→ **Task prompt**: According to the text on cursor memo bloat, why does a steadily growing file fail to serve as a valid test of that bloat?

— start of Selected text —

That really isn't a valid test for cursor memo bloat. There's a 50/50 chance that each replace is going to require a new memo block allocation because the memo field is longer, so of course you'll see a big file constantly growing but it doesn't have 1000 memo block allocations in it.
set blocksize to 0
create table employee ( id i, notes m )
insert into employee values ( 1, "" )

SELECT * FROM employee INTO CURSOR xxEmployee readwrite

select xxEmployee

? "starting must bloat it"
set step on

FOR ix = 1 TO 1000
   replace notes WITH REPLICATE('X',ix * 1000) in xxEmployee
ENDFOR

? len( xxEmployee.notes )

set step on

? "starting won't bloat it phase"

FOR ix = 1 TO 1000
   replace notes WITH REPLICATE('X',(1000-ix) * 1000) in xxEmployee
ENDFOR

? len( xxEmployee.notes )
at the midpoint of execution I have a 409,152kb file in my temp folder. the whole second half of the code execution does not increase the size one iota.

— end of Selected text —
— start of Dataset excerpts —

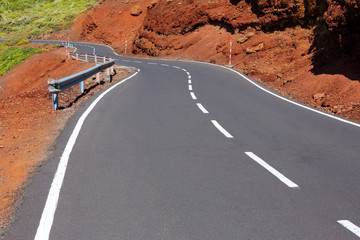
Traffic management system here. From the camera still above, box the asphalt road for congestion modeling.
[4,44,360,240]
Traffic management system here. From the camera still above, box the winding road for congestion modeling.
[4,43,360,240]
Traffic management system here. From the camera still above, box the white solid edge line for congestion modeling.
[215,65,360,127]
[196,103,209,114]
[245,152,299,189]
[190,92,197,100]
[211,120,234,138]
[34,69,140,240]
[337,220,360,237]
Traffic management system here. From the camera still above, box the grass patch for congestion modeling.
[0,0,97,39]
[0,39,47,76]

— end of Dataset excerpts —

→ **Answer to the exercise**: Each replace has a 50/50 chance of requiring a new memo block allocation because the memo field is longer. The file therefore grows constantly, but it does not contain 1000 memo block allocations.